RECORDS FOR THIS EXERCISE.
━━━━━━━━━━━━━━━━━━━━

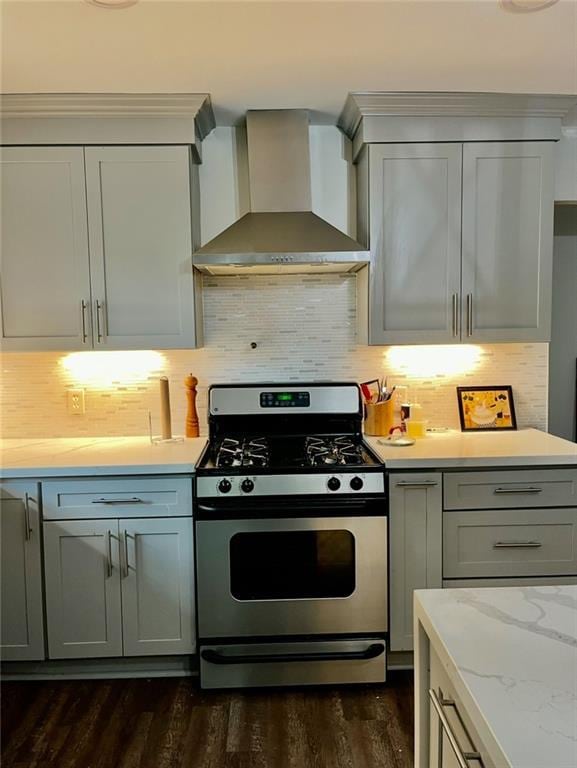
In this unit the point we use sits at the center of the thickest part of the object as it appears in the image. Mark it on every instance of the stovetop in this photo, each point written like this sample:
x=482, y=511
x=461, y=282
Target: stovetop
x=288, y=453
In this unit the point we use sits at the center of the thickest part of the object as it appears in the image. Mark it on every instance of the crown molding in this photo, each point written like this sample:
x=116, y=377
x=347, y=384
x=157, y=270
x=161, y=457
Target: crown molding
x=195, y=106
x=428, y=104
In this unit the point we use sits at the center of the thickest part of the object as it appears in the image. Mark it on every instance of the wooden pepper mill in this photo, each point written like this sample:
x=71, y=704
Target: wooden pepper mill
x=192, y=429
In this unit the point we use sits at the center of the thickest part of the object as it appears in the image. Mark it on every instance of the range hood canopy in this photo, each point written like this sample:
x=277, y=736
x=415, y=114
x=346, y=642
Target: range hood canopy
x=280, y=233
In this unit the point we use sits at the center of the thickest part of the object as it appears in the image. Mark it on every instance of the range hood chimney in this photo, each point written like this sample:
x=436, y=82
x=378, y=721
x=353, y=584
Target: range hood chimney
x=280, y=233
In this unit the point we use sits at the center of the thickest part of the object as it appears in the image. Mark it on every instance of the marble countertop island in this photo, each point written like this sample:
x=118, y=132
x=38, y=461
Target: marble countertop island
x=511, y=654
x=454, y=449
x=73, y=456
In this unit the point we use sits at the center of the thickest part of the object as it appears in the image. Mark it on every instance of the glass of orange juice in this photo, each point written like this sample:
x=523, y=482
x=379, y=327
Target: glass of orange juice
x=416, y=428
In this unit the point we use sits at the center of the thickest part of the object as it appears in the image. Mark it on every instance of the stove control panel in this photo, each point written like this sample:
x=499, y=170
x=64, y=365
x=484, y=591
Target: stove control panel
x=285, y=399
x=291, y=485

━━━━━━━━━━━━━━━━━━━━

BRIEF. Return all of the items above word for word, leaving out the picture lines.

TASK ANSWER.
In this unit the point we use sits at the center of the thickest part of the object as it appears in the image. Mark it on every instance of the stovetop in this photo, each point written like this sample:
x=482, y=511
x=461, y=282
Target: stovetop
x=288, y=453
In this unit the point we use sits at the center of the thickest part of the object as it appears in the image. Mark it on every instance of the crown molding in this photo, each point written like this sample:
x=116, y=377
x=347, y=384
x=157, y=270
x=161, y=457
Target: crown molding
x=195, y=106
x=428, y=104
In this unit the point we use sits at the center of the thickest part of the object as it appears in the image. Mark it on every instance of the wooden pepper mill in this photo, each point written like this sample:
x=71, y=704
Target: wooden pepper mill
x=192, y=429
In this unit the point we use sits at the center of the thickest part of the object as it appears in the image. Mark it on every instance of the range hood canopy in this photo, each point written like this sample:
x=277, y=736
x=415, y=114
x=346, y=642
Target: range hood canopy
x=280, y=233
In this unit the point we use sits at the center of the thickest part of the object as it appears in the image. Mark it on every instance of the range hood chimney in this photo, each point written like this sample:
x=436, y=82
x=378, y=721
x=353, y=584
Target: range hood chimney
x=280, y=233
In this unit the point we use sits at the center of the thickest part of the object as it appears in the image. Mark it on every instance of the marble countertop island in this photo, each point written like this sample:
x=118, y=132
x=38, y=461
Target: marble countertop island
x=511, y=654
x=454, y=449
x=73, y=456
In this unit the point we use sits at the center of the thickest part of the object as it appears in the image. Mark it on every instance of the glass of orange juice in this photo, each point written like this sample:
x=523, y=482
x=379, y=327
Target: glass of orange juice
x=416, y=428
In this unit the point we use sits at the center of the thickest part of the object as it appears in the image. Mark it on every instance of the stove control panel in this photo, each point written like this sample:
x=499, y=170
x=64, y=365
x=484, y=591
Target: stove control panel
x=285, y=399
x=291, y=485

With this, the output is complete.